Exercise task: Please list every line of the material below that contains the string "woman".

Stored rows:

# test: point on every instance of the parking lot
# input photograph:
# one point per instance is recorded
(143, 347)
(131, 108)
==
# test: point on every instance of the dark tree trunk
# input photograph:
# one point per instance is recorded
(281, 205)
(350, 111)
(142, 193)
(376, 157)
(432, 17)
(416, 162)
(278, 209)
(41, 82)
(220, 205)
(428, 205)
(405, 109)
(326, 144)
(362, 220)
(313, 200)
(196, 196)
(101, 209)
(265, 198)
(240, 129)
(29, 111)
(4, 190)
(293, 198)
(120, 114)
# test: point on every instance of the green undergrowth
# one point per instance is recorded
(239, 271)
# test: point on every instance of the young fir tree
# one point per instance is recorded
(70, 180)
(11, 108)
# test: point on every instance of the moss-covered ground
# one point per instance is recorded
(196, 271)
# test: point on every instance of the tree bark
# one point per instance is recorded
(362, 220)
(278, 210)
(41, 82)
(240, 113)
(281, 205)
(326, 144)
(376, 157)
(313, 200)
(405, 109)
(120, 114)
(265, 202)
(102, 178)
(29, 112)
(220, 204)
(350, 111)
---
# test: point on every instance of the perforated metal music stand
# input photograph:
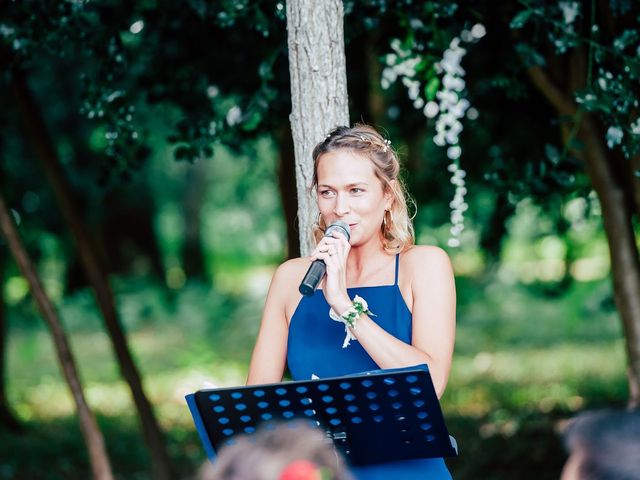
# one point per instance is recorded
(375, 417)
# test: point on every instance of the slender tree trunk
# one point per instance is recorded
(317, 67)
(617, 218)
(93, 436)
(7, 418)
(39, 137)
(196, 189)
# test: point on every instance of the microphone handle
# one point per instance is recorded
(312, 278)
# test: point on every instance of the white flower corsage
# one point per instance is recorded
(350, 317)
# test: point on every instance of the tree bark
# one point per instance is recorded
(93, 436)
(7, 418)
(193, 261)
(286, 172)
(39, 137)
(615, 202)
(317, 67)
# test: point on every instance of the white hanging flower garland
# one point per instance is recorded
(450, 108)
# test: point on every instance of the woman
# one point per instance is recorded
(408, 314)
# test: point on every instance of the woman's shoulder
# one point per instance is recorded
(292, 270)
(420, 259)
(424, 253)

Expected output:
# test: point on every instance of the woman
# test: point on every instance of the woman's shoulder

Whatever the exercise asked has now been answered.